How to get an Alaska Construction Contractor License
This Alaska construction contractor license guide is for informational purposes only. SuretyBonds.com does not regulate or manage licensing for construction contractors in Alaska. Contact the Alaska Department of Commerce, Community, and Economic Development for state's latest official construction contractor license requirements.
The Alaska Department of Commerce, Community, and Economic Development requires construction contractors be licensed before working in the state. "Construction contractor" is a general term used in Alaska to describe several different professions in the state's construction industry. The Alaska DCCED enforces different licensing requirements depending on the type of construction work you do. However, all construction license types require the same type of surety bond be filed for licensing.
How do I get a construction contractor license in Alaska?
Step 1. Determine which Alaska construction contractor license you need.

» Information supplied
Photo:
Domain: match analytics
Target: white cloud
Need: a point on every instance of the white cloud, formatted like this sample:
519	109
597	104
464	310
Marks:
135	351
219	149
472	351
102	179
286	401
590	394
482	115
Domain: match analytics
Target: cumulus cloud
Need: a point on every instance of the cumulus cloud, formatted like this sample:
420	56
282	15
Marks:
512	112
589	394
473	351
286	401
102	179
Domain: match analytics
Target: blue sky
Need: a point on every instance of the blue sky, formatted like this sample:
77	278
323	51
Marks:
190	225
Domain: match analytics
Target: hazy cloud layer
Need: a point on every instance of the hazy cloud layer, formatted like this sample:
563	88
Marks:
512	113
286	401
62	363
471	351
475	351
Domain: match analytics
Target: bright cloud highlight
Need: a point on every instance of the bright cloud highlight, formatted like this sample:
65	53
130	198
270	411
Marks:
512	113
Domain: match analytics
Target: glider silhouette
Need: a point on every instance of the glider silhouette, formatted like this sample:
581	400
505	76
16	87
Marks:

» To-do list
[a] Write out the passage of the Alaska contractor license guide between "How to get an" and "filed for licensing.", inclusive.
[b] Convert every line of the labeling rows above into a JSON list of strings, one string per line, leaving out blank lines.

» Exercise results
[a]
How to get an Alaska Construction Contractor License
This Alaska construction contractor license guide is for informational purposes only. SuretyBonds.com does not regulate or manage licensing for construction contractors in Alaska. Contact the Alaska Department of Commerce, Community, and Economic Development for state's latest official construction contractor license requirements.
The Alaska Department of Commerce, Community, and Economic Development requires construction contractors be licensed before working in the state. "Construction contractor" is a general term used in Alaska to describe several different professions in the state's construction industry. The Alaska DCCED enforces different licensing requirements depending on the type of construction work you do. However, all construction license types require the same type of surety bond be filed for licensing.

[b]
[
  "Photo:",
  "Domain: match analytics",
  "Target: white cloud",
  "Need: a point on every instance of the white cloud, formatted like this sample:",
  "519\t109",
  "597\t104",
  "464\t310",
  "Marks:",
  "135\t351",
  "219\t149",
  "472\t351",
  "102\t179",
  "286\t401",
  "590\t394",
  "482\t115",
  "Domain: match analytics",
  "Target: cumulus cloud",
  "Need: a point on every instance of the cumulus cloud, formatted like this sample:",
  "420\t56",
  "282\t15",
  "Marks:",
  "512\t112",
  "589\t394",
  "473\t351",
  "286\t401",
  "102\t179",
  "Domain: match analytics",
  "Target: blue sky",
  "Need: a point on every instance of the blue sky, formatted like this sample:",
  "77\t278",
  "323\t51",
  "Marks:",
  "190\t225",
  "Domain: match analytics",
  "Target: hazy cloud layer",
  "Need: a point on every instance of the hazy cloud layer, formatted like this sample:",
  "563\t88",
  "Marks:",
  "512\t113",
  "286\t401",
  "62\t363",
  "471\t351",
  "475\t351",
  "Domain: match analytics",
  "Target: bright cloud highlight",
  "Need: a point on every instance of the bright cloud highlight, formatted like this sample:",
  "65\t53",
  "130\t198",
  "270\t411",
  "Marks:",
  "512\t113",
  "Domain: match analytics",
  "Target: glider silhouette",
  "Need: a point on every instance of the glider silhouette, formatted like this sample:",
  "581\t400",
  "505\t76",
  "16\t87",
  "Marks:"
]